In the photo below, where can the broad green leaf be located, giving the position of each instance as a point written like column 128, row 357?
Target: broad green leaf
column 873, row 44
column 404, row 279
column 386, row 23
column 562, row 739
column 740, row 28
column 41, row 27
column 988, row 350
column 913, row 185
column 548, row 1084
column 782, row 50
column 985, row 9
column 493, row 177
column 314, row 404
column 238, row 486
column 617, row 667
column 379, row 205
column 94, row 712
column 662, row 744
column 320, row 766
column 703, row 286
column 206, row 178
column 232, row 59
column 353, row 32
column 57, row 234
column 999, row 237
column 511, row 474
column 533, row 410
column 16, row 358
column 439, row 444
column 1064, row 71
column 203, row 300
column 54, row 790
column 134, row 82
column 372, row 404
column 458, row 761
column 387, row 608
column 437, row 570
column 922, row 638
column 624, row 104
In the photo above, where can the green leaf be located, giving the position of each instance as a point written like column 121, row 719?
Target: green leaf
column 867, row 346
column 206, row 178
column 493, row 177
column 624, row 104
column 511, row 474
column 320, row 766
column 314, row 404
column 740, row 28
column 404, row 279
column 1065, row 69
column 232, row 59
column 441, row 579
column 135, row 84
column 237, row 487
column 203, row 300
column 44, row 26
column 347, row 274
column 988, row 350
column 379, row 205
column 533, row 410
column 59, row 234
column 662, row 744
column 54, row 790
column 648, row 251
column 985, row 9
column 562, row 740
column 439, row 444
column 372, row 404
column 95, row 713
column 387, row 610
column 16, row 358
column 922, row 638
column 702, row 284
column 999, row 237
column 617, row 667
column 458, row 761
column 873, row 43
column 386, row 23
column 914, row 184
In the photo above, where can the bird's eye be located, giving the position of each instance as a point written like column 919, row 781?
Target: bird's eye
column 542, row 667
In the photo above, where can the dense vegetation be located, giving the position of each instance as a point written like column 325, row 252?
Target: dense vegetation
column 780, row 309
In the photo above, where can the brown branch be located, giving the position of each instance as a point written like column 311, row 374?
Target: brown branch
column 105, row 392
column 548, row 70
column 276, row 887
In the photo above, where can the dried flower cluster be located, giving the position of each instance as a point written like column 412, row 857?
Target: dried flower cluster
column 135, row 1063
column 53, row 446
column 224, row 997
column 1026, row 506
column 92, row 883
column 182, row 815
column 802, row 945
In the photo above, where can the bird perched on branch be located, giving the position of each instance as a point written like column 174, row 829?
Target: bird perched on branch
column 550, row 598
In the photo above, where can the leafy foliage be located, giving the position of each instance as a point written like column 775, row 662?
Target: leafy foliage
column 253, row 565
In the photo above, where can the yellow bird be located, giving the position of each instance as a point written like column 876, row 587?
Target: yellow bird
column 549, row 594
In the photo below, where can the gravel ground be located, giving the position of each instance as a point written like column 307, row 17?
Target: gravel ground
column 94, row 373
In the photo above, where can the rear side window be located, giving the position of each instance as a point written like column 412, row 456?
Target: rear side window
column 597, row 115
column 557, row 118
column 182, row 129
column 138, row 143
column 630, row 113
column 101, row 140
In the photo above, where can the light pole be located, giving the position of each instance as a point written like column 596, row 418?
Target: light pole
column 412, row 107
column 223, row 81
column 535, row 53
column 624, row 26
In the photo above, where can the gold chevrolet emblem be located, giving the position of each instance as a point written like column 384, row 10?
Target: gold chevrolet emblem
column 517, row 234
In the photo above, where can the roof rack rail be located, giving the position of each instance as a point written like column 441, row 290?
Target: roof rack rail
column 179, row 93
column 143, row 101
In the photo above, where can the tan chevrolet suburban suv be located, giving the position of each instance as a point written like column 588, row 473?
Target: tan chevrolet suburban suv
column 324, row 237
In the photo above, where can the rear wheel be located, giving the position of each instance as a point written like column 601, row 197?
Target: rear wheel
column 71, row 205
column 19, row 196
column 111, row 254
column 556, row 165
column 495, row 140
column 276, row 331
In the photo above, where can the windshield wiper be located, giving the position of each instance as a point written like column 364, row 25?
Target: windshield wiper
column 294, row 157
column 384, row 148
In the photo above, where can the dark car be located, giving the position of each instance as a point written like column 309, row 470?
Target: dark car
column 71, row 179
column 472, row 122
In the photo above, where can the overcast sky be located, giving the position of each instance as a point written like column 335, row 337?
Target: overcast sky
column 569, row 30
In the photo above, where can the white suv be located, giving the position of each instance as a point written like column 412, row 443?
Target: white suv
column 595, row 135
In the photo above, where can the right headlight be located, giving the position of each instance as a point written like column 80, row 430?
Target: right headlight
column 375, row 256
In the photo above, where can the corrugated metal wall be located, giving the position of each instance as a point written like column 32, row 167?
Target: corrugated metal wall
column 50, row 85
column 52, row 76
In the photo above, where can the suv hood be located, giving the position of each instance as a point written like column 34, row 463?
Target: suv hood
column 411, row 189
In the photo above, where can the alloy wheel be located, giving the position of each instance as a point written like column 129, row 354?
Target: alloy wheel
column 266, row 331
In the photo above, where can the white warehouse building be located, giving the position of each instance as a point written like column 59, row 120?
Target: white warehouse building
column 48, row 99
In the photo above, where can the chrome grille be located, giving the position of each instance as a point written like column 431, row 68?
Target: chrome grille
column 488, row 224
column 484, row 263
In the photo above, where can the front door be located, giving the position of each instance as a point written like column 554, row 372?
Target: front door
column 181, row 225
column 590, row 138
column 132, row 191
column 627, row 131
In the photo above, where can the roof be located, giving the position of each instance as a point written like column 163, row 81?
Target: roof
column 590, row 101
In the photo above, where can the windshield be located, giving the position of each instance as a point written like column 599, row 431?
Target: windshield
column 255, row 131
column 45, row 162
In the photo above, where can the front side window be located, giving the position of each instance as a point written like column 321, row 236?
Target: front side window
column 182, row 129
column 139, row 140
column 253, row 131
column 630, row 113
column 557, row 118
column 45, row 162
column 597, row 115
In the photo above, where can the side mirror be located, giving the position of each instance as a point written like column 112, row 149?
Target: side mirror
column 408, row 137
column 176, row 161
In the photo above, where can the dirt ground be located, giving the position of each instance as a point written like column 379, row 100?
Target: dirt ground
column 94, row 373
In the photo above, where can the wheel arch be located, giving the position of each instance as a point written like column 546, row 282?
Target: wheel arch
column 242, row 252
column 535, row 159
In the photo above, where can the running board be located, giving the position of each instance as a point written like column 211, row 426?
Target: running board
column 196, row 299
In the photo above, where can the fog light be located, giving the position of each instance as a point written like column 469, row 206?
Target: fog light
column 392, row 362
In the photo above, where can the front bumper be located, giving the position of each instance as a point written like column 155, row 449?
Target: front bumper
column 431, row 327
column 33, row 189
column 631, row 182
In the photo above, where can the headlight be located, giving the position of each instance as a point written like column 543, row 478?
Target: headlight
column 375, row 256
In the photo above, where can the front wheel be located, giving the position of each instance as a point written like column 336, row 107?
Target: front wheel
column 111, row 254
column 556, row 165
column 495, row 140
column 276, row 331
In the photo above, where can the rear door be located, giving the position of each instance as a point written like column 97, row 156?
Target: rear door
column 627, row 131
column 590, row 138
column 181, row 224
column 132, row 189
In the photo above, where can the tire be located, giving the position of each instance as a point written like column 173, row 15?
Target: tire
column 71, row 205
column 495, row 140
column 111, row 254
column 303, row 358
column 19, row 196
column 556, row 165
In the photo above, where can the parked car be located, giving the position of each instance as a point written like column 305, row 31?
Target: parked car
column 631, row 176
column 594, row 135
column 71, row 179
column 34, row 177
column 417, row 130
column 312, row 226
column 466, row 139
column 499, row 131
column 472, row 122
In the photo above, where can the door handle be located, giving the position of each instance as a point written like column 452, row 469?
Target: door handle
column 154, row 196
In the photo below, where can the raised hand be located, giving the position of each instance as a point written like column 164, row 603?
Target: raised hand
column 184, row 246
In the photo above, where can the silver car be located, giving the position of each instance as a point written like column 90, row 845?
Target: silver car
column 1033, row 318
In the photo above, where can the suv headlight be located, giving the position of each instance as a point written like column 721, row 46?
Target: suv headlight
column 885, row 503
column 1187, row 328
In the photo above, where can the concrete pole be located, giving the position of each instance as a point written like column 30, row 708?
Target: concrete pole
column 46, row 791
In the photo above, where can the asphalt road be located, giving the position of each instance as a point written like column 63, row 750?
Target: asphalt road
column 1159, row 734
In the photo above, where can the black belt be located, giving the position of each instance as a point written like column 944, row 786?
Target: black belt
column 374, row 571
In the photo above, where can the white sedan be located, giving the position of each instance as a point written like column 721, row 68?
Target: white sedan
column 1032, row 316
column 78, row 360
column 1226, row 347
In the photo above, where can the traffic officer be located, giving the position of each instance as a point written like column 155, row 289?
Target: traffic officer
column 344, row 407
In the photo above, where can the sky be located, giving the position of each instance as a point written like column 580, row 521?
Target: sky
============
- _WORK INSTRUCTIONS_: Please write out only the lines from the one containing "In the photo above, where can the white sedan" to the end of the records above, exactly, both ends included.

- _EXERCISE OUTPUT_:
In the photo above, where can the white sedan be located, giving the position of each instance as a point written like column 721, row 68?
Target: white sedan
column 1032, row 316
column 78, row 360
column 1226, row 347
In the photo above, where can the traffic officer be located, giving the position of each instance as a point written like column 155, row 289?
Target: traffic officer
column 344, row 407
In the photo above, where can the sky be located, giving the position of each instance as a point written like column 580, row 521?
Target: sky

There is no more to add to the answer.